[EXCERPT TO READ]:
>> begin

Hyperspectral sensors collect 200 or more bands, enabling the construction of a continuous reflectance spectrum for all the pixels in the scene. Hyperspectral RS has been applied in a variety of water resource studies including flood detection, water quality monitoring, wetland mapping, estimation of bathymetry, land-use and vegetation classification, and evapotranspiration among others [108,111]. Despite the emergence of hyperspectral images, multispectral sensors have been the preferred sensors for the mapping and monitoring of WQPs including salinity and TSS due to the low cost of image acquisition [107].

>> end

[Dataset records]:

>> begin

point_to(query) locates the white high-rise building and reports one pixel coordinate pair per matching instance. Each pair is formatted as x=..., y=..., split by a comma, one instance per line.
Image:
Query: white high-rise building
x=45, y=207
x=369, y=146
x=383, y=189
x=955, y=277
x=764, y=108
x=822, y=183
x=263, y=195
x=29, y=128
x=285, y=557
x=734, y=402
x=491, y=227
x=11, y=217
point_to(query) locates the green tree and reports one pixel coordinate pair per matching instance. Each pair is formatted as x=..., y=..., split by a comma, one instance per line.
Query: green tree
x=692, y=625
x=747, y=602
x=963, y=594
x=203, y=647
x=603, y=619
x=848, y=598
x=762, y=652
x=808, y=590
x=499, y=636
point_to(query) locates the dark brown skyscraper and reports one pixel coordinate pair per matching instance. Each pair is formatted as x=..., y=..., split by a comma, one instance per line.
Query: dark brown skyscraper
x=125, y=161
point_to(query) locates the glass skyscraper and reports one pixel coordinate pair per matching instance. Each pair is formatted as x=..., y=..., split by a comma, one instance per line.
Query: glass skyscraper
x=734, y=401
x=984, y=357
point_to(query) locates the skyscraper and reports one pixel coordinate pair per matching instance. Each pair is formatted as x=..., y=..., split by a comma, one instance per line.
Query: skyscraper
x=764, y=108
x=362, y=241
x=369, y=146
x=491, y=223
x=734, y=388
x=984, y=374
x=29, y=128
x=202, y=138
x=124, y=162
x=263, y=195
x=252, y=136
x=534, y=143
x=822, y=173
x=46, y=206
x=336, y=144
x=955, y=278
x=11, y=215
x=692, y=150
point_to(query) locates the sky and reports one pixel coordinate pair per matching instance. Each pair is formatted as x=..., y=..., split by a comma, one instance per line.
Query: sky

>> end

[GOALS]:
**A)** Reproduce the records word for word, from the line with "point_to(query) locates the glass" through to the end of the records.
**B)** Continue the passage on hyperspectral and multispectral sensors for water studies from the point where it stops.
The text and the records come from two unrelated sources.

[OUTPUTS]:
**A)**
point_to(query) locates the glass skyscraper and reports one pixel coordinate pair per matching instance. Each pair is formatted as x=..., y=..., split by a comma, one instance per line.
Query: glass skyscraper
x=734, y=401
x=984, y=357
point_to(query) locates the skyscraper and reports one pixel coordinate pair per matching instance. Each pair is formatted as x=..., y=..., split by a comma, one instance per line.
Query: skyscraper
x=764, y=108
x=362, y=241
x=369, y=146
x=491, y=223
x=734, y=388
x=984, y=374
x=29, y=128
x=202, y=138
x=124, y=162
x=263, y=195
x=252, y=136
x=534, y=143
x=822, y=173
x=46, y=206
x=336, y=144
x=955, y=278
x=11, y=215
x=692, y=150
point_to(query) locates the sky and reports one pixel coordinate pair per matching instance. Each pair is formatted as x=..., y=..., split by a comma, one instance per line.
Query: sky

**B)**
Airborne and Spaceborne Sensors

Sensors used in RS applications are grouped into two main characterizations based on the platforms in which they are installed. These categories are space and airborne sensors. Spaceborne sensors are those carried by satellites or spacecraft to areas outside the Earth’s atmosphere. Examples of spaceborne sensors include Landsat satellite, Advanced Spaceborne Thermal Emission and Reflection Radiation (ASTER), Moderate Resolution Imaging Spectroradiometer (MODIS) Sensor, GeoEye, and IKONOS among others. Airborne sensors are mounted on platforms flown within the Earth’s atmosphere. These platforms include boats, helicopters, aircraft, or balloons. Both airborne and spaceborne sensors have been used in past studies to examine a wide range of WQPs since the early 1970s [112]. Airborne sensors are hyperspectral passive sensors that measure the reflectance of solar radiation throughout the visible, near-infrared, and mid-infrared, and thermal regions of the electromagnetic spectrum. Images acquired are numerous but narrower. Spaceborne are also passive sensors that cover a broader geographic area compared to the coverage by airborne sensors. Spaceborne sensors make use of the constant orbital patterns of the satellite they are launched on. Images acquired by spaceborne sensors can either be multispectral or hyperspectral. The choice of a particular sensor to be used in a study depends on spectral properties and associated strengths and limitations [8].
The strengths and limitations of airborne and spaceborne sensors used in water quality monitoring are outlined [8].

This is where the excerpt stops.